━━━ Supplied records
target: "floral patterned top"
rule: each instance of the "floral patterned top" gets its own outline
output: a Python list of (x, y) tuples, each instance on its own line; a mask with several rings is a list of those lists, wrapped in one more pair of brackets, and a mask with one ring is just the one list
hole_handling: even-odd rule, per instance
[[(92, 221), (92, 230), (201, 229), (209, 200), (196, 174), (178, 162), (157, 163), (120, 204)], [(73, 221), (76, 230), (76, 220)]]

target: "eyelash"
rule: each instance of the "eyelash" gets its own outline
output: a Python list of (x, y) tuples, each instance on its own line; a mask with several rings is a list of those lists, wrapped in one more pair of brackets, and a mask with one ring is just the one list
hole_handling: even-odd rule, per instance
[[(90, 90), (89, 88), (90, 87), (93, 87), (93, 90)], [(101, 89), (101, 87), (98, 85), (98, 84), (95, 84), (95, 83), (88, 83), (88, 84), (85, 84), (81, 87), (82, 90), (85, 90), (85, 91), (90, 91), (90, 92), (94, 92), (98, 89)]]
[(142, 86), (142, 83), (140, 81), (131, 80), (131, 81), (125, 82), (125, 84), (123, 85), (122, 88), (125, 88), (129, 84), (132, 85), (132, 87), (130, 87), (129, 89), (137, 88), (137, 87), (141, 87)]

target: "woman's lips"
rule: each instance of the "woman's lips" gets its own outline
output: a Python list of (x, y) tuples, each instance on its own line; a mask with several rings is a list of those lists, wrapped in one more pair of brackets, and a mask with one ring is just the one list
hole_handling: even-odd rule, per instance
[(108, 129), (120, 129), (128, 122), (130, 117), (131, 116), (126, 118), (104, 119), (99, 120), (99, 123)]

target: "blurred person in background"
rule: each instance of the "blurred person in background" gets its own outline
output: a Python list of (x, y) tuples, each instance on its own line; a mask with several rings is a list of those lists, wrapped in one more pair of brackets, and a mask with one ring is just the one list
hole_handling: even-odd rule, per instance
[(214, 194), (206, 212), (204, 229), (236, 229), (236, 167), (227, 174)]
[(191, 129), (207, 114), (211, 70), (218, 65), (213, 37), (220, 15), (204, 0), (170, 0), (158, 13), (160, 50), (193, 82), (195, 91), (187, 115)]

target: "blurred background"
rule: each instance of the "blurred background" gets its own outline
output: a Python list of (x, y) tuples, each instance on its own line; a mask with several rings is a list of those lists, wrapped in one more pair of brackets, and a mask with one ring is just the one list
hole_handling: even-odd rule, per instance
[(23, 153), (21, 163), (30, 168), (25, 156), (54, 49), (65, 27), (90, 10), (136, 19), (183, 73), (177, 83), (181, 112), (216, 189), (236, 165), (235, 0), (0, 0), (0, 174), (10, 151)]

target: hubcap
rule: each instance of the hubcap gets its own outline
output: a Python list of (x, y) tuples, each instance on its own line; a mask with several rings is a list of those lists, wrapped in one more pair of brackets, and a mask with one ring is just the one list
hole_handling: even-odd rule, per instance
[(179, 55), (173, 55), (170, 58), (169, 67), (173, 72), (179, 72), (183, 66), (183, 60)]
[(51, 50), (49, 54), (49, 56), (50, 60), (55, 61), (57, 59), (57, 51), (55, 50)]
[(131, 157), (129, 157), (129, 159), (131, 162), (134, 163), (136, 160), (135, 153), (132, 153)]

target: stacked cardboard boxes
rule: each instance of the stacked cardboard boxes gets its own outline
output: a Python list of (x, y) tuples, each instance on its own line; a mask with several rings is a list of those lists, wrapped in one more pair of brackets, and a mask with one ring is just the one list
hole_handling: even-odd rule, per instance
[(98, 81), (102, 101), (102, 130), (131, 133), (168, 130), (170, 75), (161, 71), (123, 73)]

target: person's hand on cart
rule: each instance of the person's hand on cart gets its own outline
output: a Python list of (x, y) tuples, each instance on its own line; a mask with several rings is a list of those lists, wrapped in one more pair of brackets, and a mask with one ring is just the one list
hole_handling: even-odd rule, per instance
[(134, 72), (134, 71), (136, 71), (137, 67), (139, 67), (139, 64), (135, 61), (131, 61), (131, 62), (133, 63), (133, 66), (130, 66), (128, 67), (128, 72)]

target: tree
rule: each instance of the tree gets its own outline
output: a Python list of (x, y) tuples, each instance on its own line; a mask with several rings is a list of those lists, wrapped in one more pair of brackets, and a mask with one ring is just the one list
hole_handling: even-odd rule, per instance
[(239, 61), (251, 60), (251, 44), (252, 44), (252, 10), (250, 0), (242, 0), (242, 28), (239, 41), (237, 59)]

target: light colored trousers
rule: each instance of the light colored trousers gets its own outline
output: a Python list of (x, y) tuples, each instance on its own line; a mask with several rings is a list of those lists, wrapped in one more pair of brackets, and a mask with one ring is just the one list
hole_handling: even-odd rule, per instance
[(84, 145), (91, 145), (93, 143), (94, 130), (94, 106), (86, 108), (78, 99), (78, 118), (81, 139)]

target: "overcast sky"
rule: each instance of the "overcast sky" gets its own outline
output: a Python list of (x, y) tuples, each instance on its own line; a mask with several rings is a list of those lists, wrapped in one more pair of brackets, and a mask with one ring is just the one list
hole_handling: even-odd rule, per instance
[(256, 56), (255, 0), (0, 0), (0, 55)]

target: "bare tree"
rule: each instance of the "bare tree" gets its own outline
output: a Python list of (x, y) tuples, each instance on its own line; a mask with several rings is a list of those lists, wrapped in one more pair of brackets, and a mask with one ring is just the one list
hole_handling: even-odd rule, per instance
━━━━━━
Reproduce every line from the start of the lines up to and including the line containing "87), (141, 87)]", requests included. Multiply each coordinate in the answers by 0.7 and round it to the nearest whole number, with halves rounded up.

target: "floral patterned top"
rule: each instance of the "floral patterned top" gets its own outline
output: a Python list of (x, y) tuples, each instance on its own line; a mask with several rings is a list of those lists, wrapped in one more pair of brackets, and a mask with one ring is just the one list
hole_handling: even-odd rule, per instance
[[(64, 155), (64, 161), (141, 160), (146, 140), (137, 122), (125, 113), (110, 114), (84, 143)], [(51, 155), (53, 161), (53, 154)]]

target: "eyelash"
rule: each instance of the "eyelash" gets its own outline
output: a Python list of (x, y) tuples, each instance on its own line; a mask with several rings is a list of those lists, wrapped in one more pair of brackets, and a mask with one ring is just the one list
hole_handling: even-odd rule, per instance
[[(63, 63), (62, 62), (63, 61), (65, 61), (65, 63)], [(71, 62), (71, 61), (69, 60), (69, 59), (67, 59), (67, 58), (62, 58), (62, 59), (60, 59), (57, 61), (57, 63), (60, 63), (60, 64), (63, 64), (63, 64), (66, 64), (69, 62)]]
[(99, 60), (99, 58), (98, 57), (92, 56), (92, 57), (88, 57), (88, 59), (86, 60), (85, 62), (88, 62), (90, 59), (92, 60), (92, 61), (91, 61), (90, 62), (96, 62), (96, 61), (99, 61)]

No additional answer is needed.